EXERCISE OBJECTIVE → Leave the images aside and repeat the whole listing exactly.

MATERIAL SUPPLIED →
====

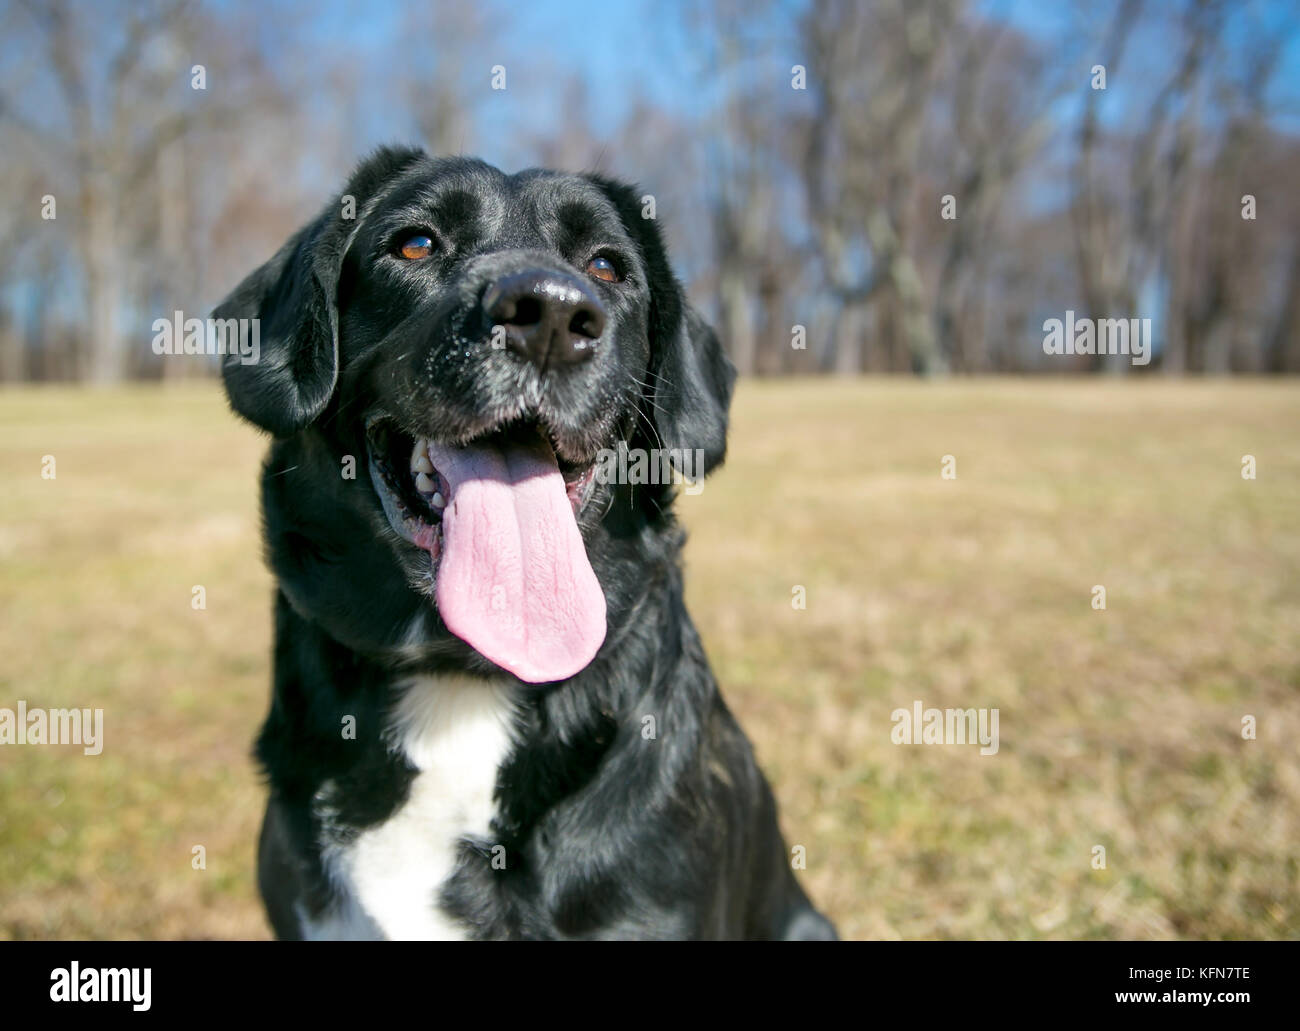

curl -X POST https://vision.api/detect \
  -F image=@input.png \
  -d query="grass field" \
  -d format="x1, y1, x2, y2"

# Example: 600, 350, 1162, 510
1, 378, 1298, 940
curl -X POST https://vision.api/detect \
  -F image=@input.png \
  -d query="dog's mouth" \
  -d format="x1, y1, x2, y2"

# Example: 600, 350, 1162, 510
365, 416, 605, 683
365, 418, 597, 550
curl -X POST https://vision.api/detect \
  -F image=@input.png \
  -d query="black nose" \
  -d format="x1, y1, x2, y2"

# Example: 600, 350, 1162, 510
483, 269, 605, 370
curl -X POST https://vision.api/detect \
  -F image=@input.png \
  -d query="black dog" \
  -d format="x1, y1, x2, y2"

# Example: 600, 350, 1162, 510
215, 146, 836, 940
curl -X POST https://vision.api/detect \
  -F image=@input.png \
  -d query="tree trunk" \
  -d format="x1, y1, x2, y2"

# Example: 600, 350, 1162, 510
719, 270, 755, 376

====

REPLY TO THE EXERCISE →
curl -X POST https://vision.api/detect \
  -F image=@input.png \
  -d query="grass field" \
  -d format="x1, y1, x2, y2"

# Example: 600, 350, 1162, 510
1, 378, 1298, 940
curl -X POST https://vision.api/detect \
  -F image=@input.png \
  -d query="dog's mouth" \
  -d format="x1, y1, x2, y2"

# Example: 600, 350, 1162, 510
365, 416, 605, 683
365, 418, 597, 550
curl -X POST https://vision.api/detect \
  -F image=@input.png \
  -d query="black nose" \
  -d format="x1, y1, x2, y2"

# Example: 600, 350, 1162, 510
483, 269, 605, 370
curl -X POST https://vision.api/detect \
  -F image=@input.png \
  -d query="black dog" \
  -d format="x1, y1, x2, y2"

# Example: 600, 350, 1162, 510
215, 146, 836, 940
curl -X POST https://vision.api/detect \
  -F image=@input.png \
  -d query="tree trunk" \
  -d format="x1, y1, x2, y2"

# Example: 600, 350, 1162, 510
719, 270, 755, 376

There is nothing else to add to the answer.